- INSTRUCTIONS TO FOLLOW: Every line in the data below that has the word "sample" should be returned.

- INFORMATION SHOWN:
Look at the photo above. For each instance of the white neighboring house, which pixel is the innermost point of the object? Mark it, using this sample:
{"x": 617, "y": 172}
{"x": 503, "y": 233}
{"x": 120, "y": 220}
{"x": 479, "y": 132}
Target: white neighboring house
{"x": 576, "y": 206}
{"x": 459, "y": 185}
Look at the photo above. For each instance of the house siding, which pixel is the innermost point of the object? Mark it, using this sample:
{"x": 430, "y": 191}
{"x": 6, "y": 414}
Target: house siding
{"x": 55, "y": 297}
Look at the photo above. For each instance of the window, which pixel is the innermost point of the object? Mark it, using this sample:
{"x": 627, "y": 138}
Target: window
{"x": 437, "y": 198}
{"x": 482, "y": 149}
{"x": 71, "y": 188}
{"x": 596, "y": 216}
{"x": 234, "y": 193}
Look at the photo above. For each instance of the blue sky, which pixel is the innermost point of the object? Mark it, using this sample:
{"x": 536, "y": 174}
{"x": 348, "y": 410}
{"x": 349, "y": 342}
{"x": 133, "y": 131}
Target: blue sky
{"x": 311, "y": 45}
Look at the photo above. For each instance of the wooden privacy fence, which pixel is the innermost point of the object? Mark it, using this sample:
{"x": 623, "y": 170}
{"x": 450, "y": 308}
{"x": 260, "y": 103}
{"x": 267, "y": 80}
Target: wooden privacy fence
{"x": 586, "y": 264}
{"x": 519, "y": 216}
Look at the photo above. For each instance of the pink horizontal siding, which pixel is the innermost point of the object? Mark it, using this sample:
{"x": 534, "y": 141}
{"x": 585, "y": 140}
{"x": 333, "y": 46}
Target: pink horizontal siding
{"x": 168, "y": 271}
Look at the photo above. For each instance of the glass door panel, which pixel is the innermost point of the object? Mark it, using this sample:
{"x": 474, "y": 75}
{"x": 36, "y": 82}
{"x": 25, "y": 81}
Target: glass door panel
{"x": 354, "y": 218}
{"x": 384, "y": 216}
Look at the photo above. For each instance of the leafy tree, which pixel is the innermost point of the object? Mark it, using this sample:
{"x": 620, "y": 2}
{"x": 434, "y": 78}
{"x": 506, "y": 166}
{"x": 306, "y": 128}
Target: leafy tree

- RESULT OF THE EXERCISE:
Look at the photo above. For each instance of the white neighboring house, which pixel is the innermost point of the object? Mark it, using this sample:
Look at the photo above. For each instance of the house siding, which pixel is the innermost point of the object? Mark it, using this sample:
Look at the photo above. For each instance of the window, which pixel is the innermost point of the object? Mark it, using this sample:
Look at the photo above. For each instance of the blue sky, which pixel is the innermost point of the object? Mark it, using this sample:
Look at the photo above. For each instance of the wooden privacy fence, which pixel is the innermost point of the object? Mark it, using this sample:
Look at the photo above. For each instance of the pink horizontal siding, which pixel is the innermost point of the object? Mark it, using this sample:
Look at the photo above. For each instance of the glass door panel, which pixel is the innermost point of the object? Mark it, using this sample:
Look at the photo above. For each instance of the leafy tree, which pixel is the innermost point of the object? Mark it, using this sample:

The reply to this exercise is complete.